Obiettivo dichiarato 1
Risponda in base all'estratto:
(a) Di che cosa è stato rimproverato l'autore riguardo al suo ultimo editoriale?
(b) Presso quali corpi occorre ottenere un ampio consenso prima di tutto, secondo la risposta a "Che cosa intendevo?"
(c) Quale data accompagna il titolo "L'Europa al bivio tra tragedia e farsa"?
Obiettivo dichiarato 2
Riproduca fedelmente il passo dell'estratto che comincia con le parole "L’Europa al bivio" e si chiude dopo le parole "milioni di persone.".

Estratto
================================

L’Europa al bivio tra tragedia e farsa
14 Febbraio 2025
Laguna o palude?
19 Febbraio 2025Mi è stato rimproverato, con qualche ragione, di essere stato troppo criptico e involuto nel mio ultimo editoriale. In cui parlavo di quale ampio coinvolgimento sociale dovrebbero costruire preventivamente coloro che si apprestano ad imprese politiche di grande rilievo, da mettere in atto per dare soluzioni a situazioni gravi, cronicizzate nella loro immobile e permanente crisi, con il coinvolgimento diretto di migliaia, in alcuni casi milioni di persone.
Che cosa intendevo?
Ciò che ho appena detto: chi ha questo obiettivo, a prescindere dall’oggetto politico e alla scala geografica a cui si applica, deve avere alle spalle un consenso ampio prima di tutto sul piano dei corpi sociali intermedi, quelli che dialogano tra le istituzioni e la base sociale, un consenso da acquisire prima ancora che ottenerlo direttamente dall’ elettorato al momento del voto. Non solo. Arrivavo a dire che chi vuol compiere un’impresa deve anche interloquire con quei settori sociali ed economici che potrebbero veder compromesse le loro rendite di posizione da un’azione incisiva di contrasto a certe malattie che quelle stesse rendite determinano. Avvertendo che si va avanti lo stesso e che c’è convenienza a non acuire le malattie, alla lunga controproducenti anche per chi al momento pensa di avvntaggiarsene.

================================

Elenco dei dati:
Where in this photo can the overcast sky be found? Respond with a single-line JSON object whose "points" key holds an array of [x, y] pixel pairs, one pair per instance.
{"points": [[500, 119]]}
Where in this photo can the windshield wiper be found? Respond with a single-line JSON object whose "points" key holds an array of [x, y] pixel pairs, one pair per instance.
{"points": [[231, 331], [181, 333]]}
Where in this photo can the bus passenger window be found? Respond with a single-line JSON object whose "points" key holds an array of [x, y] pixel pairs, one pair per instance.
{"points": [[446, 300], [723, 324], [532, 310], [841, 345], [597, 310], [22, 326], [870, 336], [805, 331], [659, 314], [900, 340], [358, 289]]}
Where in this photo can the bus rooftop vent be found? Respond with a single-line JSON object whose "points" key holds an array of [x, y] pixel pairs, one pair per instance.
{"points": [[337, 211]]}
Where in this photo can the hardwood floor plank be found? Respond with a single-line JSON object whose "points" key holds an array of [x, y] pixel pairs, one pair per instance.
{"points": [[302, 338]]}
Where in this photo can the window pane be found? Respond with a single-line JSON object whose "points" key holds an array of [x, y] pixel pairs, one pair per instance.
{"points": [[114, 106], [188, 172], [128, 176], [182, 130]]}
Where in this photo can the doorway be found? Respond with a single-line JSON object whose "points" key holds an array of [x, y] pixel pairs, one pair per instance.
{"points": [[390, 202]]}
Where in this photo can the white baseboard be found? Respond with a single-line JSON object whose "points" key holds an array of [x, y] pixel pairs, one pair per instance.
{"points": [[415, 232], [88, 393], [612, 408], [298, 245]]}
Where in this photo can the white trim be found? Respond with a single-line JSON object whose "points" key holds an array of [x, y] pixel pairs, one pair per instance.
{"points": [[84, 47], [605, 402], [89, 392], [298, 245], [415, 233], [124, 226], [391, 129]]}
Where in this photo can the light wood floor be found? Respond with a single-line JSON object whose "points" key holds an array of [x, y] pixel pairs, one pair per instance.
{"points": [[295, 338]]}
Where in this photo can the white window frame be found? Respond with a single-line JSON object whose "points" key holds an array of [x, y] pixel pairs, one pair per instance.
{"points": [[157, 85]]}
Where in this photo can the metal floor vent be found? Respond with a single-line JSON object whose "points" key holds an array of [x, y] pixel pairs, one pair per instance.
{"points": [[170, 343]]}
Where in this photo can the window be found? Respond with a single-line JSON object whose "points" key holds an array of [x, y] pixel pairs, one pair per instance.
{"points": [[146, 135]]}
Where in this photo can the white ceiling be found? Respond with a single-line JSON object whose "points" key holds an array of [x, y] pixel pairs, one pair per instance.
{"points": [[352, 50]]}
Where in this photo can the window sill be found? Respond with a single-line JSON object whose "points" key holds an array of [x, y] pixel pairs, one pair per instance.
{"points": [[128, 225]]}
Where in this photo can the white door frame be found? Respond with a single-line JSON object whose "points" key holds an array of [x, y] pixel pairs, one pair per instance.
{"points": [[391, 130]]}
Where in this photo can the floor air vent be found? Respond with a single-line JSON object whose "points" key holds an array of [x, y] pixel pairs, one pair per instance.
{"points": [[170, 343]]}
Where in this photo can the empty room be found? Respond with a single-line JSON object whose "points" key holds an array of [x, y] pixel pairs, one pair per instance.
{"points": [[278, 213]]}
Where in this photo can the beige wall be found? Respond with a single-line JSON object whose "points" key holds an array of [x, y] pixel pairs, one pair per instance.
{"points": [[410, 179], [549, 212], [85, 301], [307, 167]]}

================================

Risposta corretta 1
(a) Di essere stato troppo criptico e involuto.
(b) Presso i corpi sociali intermedi, quelli che dialogano tra le istituzioni e la base sociale.
(c) 14 Febbraio 2025.

Risposta corretta 2
L’Europa al bivio tra tragedia e farsa
14 Febbraio 2025
Laguna o palude?
19 Febbraio 2025Mi è stato rimproverato, con qualche ragione, di essere stato troppo criptico e involuto nel mio ultimo editoriale. In cui parlavo di quale ampio coinvolgimento sociale dovrebbero costruire preventivamente coloro che si apprestano ad imprese politiche di grande rilievo, da mettere in atto per dare soluzioni a situazioni gravi, cronicizzate nella loro immobile e permanente crisi, con il coinvolgimento diretto di migliaia, in alcuni casi milioni di persone.